Never bring up the question "Do you want kids?" around people you don't know.

Instead of the nice, diplomatic discussion you envisioned starting, what you're likely to be met with instead is outrage. Inevitably, the warring factions of Kid-Friendly and Kid-Phobic will cock-fight, and what you'll be left with is a steaming pile of bruised egos and leftover potato salad as people storm angrily from the table.

For some reason, the intensely personal and subjective choice to bear children is one of the most polarizing topics known to man. On both sides of the childbearing spectrum, both those who want kids and those who don't seem so feel so strongly that their personal choice is "right" that they're willing to say some incredibly vicious and hurtful things in order to prove they're on the right side of the argument.

This is something we found out the hard way when we published an article last year detailing millennial's reasoning for keeping the gene pool free of their DNA.

Six months after publishing it, we still get hate mail about it. In fact, the study's author (me, hi) was being e-trolled about it so much that she published a best practices guide for how to troll her correctly.

… Sensitive subject, that one!

However, no matter what side you're on, you can't ignore the growing amount of data that shows childlessness is the increasingly popular option for young people who value their careers and life goals over parenthood. Birth rate trends show that the percentage of younger women who've opted out of parenthood have steadily risen since the 1970s thanks to increased contraceptive availability and affordability, and today, more couples are choosing to raise small dogs than they are small humans.

Yet, despite the relatively recent popularity of childlessness, new studies are showing that people who don't want kids are perceived negatively by others.

Leslie Ashburn-Nardo, an associate professor of psychology at Indiana University-Purdue University Indianapolis, decided to investigate why. She conducted a study using 197 undergrads, all of whom were give one of four anecdotes about a married adult's decision to have kids. In one anecdote, an imaginary couple was described as not wanting children. In the other three, the pretend mom and dad either had kids, or wanted them. The participants were then asked to rate how psychologically satisfied they thought the fictitious couples were, as well as to how the participants felt towards them.

= = =

■ **REQUIRED ACTIONS**
a) Copy the article on childlessness word for word, everything from "For some reason, the" down to "of their DNA.".
b) Answer these questions using the article on childlessness:
(i) How many undergraduates took part in Leslie Ashburn-Nardo's study?
(ii) Since which decade has the share of younger women opting out of parenthood steadily risen?
(iii) How long after the article was published was hate mail still arriving?
c) Say whether each statement agrees with the article on childlessness. Answer yes or no, and quote the words from the article that decide it.
(i) Each participant in the study was given one of four anecdotes.
(ii) Leslie Ashburn-Nardo is a full professor of sociology.
(iii) More couples are choosing to raise small dogs than small humans.
The entries have nothing to do with this article.

■ **STORED DATA**

= = =

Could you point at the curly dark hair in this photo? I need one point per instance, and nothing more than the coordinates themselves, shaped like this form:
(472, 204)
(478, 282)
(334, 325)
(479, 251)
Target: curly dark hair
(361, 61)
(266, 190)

= = =

■ **ANSWER LIST**
a)
For some reason, the intensely personal and subjective choice to bear children is one of the most polarizing topics known to man. On both sides of the childbearing spectrum, both those who want kids and those who don't seem so feel so strongly that their personal choice is "right" that they're willing to say some incredibly vicious and hurtful things in order to prove they're on the right side of the argument.

This is something we found out the hard way when we published an article last year detailing millennial's reasoning for keeping the gene pool free of their DNA.

b)
(i) 197
(ii) The 1970s
(iii) Six months

c)
(i) Yes: "one of four anecdotes about a married adult's decision to have kids"
(ii) No: "an associate professor of psychology at Indiana University-Purdue University Indianapolis"
(iii) Yes: "more couples are choosing to raise small dogs than they are small humans"